* _To-do item_
Reproduce every line of the entries below verbatim, from the first line to the last.

··········

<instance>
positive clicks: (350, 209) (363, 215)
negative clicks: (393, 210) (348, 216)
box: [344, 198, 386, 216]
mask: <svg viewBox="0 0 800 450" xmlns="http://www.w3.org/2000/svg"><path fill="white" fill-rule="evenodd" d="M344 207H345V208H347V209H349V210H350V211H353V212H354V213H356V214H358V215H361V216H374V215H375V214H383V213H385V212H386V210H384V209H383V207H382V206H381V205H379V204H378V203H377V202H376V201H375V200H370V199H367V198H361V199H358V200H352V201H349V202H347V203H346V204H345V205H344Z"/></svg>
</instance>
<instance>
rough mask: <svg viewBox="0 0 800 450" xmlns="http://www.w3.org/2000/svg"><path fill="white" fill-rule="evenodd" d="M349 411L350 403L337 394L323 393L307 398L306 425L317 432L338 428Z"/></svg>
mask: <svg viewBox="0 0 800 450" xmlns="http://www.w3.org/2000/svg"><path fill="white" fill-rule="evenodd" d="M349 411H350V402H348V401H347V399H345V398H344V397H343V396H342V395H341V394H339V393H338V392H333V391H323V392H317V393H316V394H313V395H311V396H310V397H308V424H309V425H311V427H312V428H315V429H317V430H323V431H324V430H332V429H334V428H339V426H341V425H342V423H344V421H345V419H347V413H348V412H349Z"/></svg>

··········

* _Exercise result_
<instance>
positive clicks: (350, 209) (363, 215)
negative clicks: (393, 210) (348, 216)
box: [344, 198, 386, 216]
mask: <svg viewBox="0 0 800 450" xmlns="http://www.w3.org/2000/svg"><path fill="white" fill-rule="evenodd" d="M344 207H345V208H347V209H349V210H350V211H353V212H354V213H356V214H358V215H361V216H374V215H375V214H383V213H385V212H386V210H384V209H383V207H382V206H381V205H379V204H378V203H377V202H376V201H375V200H370V199H367V198H361V199H358V200H352V201H349V202H347V203H346V204H345V205H344Z"/></svg>
</instance>
<instance>
rough mask: <svg viewBox="0 0 800 450" xmlns="http://www.w3.org/2000/svg"><path fill="white" fill-rule="evenodd" d="M349 411L350 403L337 394L323 393L307 398L306 425L317 432L338 428Z"/></svg>
mask: <svg viewBox="0 0 800 450" xmlns="http://www.w3.org/2000/svg"><path fill="white" fill-rule="evenodd" d="M349 411H350V402H348V401H347V399H345V398H344V397H343V396H342V395H341V394H339V393H338V392H333V391H323V392H317V393H316V394H313V395H311V396H310V397H308V424H309V425H311V427H312V428H315V429H317V430H323V431H324V430H332V429H334V428H339V426H341V425H342V423H344V421H345V419H347V413H348V412H349Z"/></svg>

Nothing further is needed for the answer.